Please write out all of the records below word for word, leaving the pictures out.

+--

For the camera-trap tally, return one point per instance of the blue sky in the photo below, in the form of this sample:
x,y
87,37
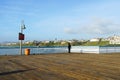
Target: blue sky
x,y
61,19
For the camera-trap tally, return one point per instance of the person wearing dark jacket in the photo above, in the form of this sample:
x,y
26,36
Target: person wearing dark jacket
x,y
69,47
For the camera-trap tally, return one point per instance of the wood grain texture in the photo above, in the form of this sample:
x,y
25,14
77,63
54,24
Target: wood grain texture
x,y
63,66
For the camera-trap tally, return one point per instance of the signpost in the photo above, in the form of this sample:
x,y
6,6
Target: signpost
x,y
21,35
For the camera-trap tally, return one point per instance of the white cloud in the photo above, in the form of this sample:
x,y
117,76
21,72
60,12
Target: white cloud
x,y
70,31
95,26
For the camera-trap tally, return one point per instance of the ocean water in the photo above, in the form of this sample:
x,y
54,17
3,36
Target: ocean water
x,y
48,50
33,50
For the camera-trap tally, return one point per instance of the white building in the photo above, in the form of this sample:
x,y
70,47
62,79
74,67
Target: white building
x,y
94,40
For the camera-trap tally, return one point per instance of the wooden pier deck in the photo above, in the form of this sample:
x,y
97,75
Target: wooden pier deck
x,y
61,67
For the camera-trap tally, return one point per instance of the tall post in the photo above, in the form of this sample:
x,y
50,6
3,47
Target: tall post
x,y
21,29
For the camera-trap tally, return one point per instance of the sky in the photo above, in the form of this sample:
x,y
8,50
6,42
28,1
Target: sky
x,y
59,19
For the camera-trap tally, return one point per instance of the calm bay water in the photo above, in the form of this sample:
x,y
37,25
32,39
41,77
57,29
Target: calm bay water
x,y
46,50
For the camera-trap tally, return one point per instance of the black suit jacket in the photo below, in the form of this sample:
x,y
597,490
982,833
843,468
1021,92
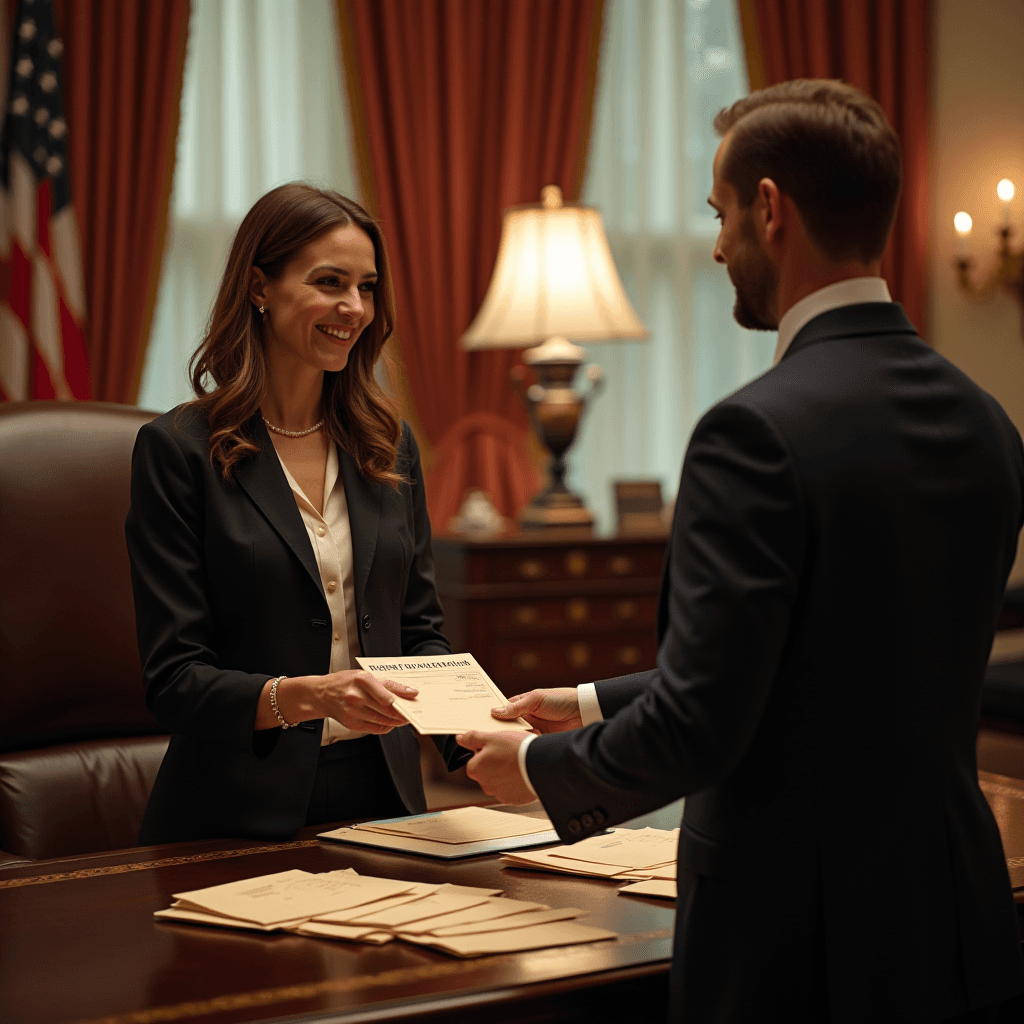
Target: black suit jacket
x,y
844,530
227,595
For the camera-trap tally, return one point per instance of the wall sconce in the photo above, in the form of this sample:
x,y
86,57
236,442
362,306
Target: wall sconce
x,y
1008,274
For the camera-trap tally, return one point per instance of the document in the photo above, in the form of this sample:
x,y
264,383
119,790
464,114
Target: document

+--

→ Exercise output:
For the camera-trap tally, return one point per instance of the blue sky in the photo below, in the form of this sample:
x,y
87,37
Target: blue sky
x,y
61,19
For the camera-trap tally, return one point per instance of the person wearing dark jacket in the photo above, in the form of this sample:
x,y
26,36
Target: person wearing dark jacket
x,y
69,47
For the camera-trap tally, return one point per instance of the wood grain texture in the photo above, in the form of this sample:
x,y
25,14
77,63
54,24
Target: wood grain texture
x,y
63,66
For the camera-trap tally, return one point per instance of the signpost in the photo above, in the form of this sample:
x,y
6,6
Target: signpost
x,y
21,35
For the camera-trap tally, return one point per instance of the white cloud in the photo above, in the form of this sample:
x,y
117,76
21,72
60,12
Target: white cloud
x,y
70,31
95,26
For the camera-trap tally, return one point per instance of the ocean water in the photo above, in the form of this sample:
x,y
54,17
3,36
Target: ocean water
x,y
48,50
33,50
For the camera-trap tally, return one point per instance of the white building in the photo above, in the form of this sample:
x,y
70,47
62,79
74,67
Target: white building
x,y
94,40
For the camera-trap tally, return one point per instance of the wooden pier deck in the photo above, in the form of this sample:
x,y
97,75
Target: wooden pier deck
x,y
61,67
For the camera-trap tally, return one point per instance of the tall post in the photo above, in the form of this sample:
x,y
50,6
3,47
Target: tall post
x,y
21,29
For the camera-trap tally, return one point per instance of the sky in the photo above, in the form of this sample:
x,y
8,50
6,42
28,1
Target: sky
x,y
59,19
For the camera-trap tally, return one point per instance of the calm bay water in the photo above, in the form of this sample:
x,y
37,25
32,39
41,77
57,29
Target: calm bay water
x,y
46,50
For the camera-trap tally, return one point per instance of the black suit jacket in the photo below, in the form of this sample:
x,y
597,490
982,833
843,468
1021,92
Target: black suit jacket
x,y
844,530
227,595
For the camera-trap tally, return one point per instance of the wall sconce in the photo above, in the form of this sample:
x,y
86,57
236,442
362,306
Target: wall sconce
x,y
1008,274
For the camera-trap tally, return one point per instance of the document in the photo above, in the form of this sample:
x,y
264,383
119,790
464,114
Target: document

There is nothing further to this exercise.